● PROBLEM TO WORK ON
Every line below between the one holding "for every instance of the leg, set" and the one holding "for every instance of the grassy", inclusive, should be copied exactly, and no other line.

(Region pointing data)
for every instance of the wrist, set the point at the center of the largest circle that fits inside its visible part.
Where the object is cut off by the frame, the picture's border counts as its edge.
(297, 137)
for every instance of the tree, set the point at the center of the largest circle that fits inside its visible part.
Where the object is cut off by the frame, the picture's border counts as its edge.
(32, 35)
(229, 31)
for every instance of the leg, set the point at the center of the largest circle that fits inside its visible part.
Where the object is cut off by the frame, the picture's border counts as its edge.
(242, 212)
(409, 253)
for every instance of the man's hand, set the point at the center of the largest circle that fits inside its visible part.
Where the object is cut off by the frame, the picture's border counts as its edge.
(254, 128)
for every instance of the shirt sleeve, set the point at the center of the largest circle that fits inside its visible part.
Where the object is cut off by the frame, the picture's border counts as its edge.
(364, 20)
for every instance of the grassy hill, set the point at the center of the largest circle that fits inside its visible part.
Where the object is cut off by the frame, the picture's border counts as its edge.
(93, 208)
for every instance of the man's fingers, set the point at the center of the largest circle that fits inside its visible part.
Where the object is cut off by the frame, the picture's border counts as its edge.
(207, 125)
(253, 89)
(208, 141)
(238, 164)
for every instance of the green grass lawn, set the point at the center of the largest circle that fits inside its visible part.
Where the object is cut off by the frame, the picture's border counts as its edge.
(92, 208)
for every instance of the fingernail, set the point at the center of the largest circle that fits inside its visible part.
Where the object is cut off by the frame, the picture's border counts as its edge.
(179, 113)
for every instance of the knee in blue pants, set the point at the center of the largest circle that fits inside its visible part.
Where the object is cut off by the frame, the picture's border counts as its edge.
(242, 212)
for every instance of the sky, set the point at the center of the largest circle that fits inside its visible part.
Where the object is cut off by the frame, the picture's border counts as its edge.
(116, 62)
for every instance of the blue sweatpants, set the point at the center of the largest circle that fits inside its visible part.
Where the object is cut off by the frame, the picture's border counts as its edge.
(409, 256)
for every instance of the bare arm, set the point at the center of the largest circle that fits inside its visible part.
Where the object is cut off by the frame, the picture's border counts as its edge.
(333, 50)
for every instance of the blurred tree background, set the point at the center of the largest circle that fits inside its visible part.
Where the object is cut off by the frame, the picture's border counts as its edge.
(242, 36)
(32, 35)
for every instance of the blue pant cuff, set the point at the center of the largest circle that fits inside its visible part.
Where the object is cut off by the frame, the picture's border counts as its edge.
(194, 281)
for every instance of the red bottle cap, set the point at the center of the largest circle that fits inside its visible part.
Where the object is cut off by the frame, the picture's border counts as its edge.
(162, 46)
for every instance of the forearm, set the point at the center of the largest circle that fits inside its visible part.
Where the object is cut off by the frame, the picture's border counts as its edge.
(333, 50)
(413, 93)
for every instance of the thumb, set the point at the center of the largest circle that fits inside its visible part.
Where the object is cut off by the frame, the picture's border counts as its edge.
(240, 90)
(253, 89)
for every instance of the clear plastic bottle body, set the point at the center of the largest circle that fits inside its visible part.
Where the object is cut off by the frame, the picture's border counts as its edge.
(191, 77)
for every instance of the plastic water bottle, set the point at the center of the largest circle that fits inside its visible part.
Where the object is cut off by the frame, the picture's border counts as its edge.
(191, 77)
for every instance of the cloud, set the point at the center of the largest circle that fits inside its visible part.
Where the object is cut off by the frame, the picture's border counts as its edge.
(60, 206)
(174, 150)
* * *
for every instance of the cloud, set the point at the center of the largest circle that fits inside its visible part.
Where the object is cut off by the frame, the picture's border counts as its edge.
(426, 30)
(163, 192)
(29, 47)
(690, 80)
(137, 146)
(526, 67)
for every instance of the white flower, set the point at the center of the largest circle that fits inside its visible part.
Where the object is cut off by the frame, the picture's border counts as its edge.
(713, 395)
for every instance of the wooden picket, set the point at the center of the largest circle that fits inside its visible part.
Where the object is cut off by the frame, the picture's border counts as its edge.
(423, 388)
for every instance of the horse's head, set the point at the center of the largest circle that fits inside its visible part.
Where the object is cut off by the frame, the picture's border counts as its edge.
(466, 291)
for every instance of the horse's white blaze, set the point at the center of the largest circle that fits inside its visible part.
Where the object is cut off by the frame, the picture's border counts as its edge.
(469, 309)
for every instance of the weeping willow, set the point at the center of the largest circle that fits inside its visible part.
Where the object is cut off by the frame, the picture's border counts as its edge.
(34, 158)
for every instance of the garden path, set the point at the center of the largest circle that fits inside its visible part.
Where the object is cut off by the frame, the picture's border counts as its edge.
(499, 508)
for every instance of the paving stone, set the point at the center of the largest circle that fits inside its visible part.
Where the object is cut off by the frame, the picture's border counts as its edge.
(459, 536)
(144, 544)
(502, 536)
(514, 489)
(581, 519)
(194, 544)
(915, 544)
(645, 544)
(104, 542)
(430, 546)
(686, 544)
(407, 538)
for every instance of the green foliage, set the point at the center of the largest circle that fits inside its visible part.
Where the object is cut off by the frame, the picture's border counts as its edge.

● TASK ANSWER
for every instance of the leg, set the point at the center of the largest circle that fits inside its visible part.
Where the object is cut off by the frame, the picture's border counts as its edge.
(242, 212)
(409, 253)
for every instance of the man's hand, set the point at the center of the largest circle that fits inside its visible part.
Where the object is cut off by the frame, the picture's border counts as its edge.
(254, 128)
for every instance of the shirt sleeve, set the point at the center of the largest circle that fits inside its visible part.
Where the object is cut off by the frame, the picture's border counts as its edge.
(364, 20)
for every instance of the grassy hill, set the point at the center of the largest circle that fits inside its visible part.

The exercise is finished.